| Problem requirements |
Among the entries below, count the lines where the string "return" occurs, and give only the number.

| Supplied material |
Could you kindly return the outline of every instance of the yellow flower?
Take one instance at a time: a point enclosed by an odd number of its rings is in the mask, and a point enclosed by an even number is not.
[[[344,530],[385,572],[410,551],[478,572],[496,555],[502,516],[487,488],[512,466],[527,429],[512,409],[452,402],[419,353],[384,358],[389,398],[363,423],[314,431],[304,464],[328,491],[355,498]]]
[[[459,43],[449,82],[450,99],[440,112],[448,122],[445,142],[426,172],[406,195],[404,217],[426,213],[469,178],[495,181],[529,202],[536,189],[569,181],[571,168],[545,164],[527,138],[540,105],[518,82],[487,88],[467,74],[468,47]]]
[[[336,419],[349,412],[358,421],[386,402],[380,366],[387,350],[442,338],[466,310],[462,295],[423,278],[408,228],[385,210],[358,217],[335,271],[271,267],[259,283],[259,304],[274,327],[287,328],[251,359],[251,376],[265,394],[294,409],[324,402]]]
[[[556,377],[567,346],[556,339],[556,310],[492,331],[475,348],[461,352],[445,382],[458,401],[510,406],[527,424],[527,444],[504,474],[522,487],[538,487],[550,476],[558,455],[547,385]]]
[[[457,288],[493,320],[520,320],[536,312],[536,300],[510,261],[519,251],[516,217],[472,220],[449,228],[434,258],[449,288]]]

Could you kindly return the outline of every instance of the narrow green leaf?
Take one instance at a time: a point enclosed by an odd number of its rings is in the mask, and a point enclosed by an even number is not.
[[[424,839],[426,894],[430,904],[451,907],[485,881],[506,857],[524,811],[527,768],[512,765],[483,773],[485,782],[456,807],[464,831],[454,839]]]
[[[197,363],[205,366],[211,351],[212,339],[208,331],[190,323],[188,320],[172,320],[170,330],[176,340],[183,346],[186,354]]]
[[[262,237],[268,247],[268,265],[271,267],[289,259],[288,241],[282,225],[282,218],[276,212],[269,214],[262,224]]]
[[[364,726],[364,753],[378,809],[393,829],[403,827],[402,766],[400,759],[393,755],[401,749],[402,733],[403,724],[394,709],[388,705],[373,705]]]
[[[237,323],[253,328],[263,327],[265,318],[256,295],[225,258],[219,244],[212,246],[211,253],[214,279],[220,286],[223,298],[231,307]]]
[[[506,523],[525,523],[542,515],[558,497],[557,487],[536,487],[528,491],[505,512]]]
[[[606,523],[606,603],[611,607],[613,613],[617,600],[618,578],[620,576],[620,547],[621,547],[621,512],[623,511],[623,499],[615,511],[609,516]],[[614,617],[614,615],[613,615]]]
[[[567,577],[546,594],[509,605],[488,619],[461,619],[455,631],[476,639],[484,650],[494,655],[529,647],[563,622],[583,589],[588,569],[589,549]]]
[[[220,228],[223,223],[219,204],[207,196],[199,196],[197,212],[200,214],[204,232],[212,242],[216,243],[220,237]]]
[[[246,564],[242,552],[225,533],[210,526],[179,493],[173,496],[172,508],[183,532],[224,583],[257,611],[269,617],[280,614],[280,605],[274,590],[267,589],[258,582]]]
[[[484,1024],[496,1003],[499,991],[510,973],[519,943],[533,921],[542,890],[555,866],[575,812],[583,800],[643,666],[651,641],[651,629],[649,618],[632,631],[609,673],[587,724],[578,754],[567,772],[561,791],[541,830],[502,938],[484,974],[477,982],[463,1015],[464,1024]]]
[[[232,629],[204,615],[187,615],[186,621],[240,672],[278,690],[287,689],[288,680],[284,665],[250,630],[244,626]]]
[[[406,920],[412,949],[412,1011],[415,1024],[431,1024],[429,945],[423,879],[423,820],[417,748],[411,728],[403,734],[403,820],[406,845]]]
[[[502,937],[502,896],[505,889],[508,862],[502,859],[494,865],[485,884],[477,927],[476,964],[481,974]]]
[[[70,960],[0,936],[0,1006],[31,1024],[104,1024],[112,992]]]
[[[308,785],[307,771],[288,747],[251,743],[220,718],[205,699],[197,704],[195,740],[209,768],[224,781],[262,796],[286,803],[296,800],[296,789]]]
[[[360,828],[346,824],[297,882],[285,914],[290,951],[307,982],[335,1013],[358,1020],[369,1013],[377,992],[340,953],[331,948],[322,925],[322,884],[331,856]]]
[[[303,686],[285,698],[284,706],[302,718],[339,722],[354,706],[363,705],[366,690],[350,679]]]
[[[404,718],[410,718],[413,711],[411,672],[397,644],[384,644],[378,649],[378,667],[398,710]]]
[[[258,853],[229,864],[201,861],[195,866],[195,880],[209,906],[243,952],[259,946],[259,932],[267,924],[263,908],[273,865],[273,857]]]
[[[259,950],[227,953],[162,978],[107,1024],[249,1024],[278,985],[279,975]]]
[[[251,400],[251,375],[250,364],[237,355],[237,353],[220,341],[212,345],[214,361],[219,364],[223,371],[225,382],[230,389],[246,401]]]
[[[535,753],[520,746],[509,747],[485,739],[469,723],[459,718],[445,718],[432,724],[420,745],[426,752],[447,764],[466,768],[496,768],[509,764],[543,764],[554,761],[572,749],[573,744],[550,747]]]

| Output of the task |
2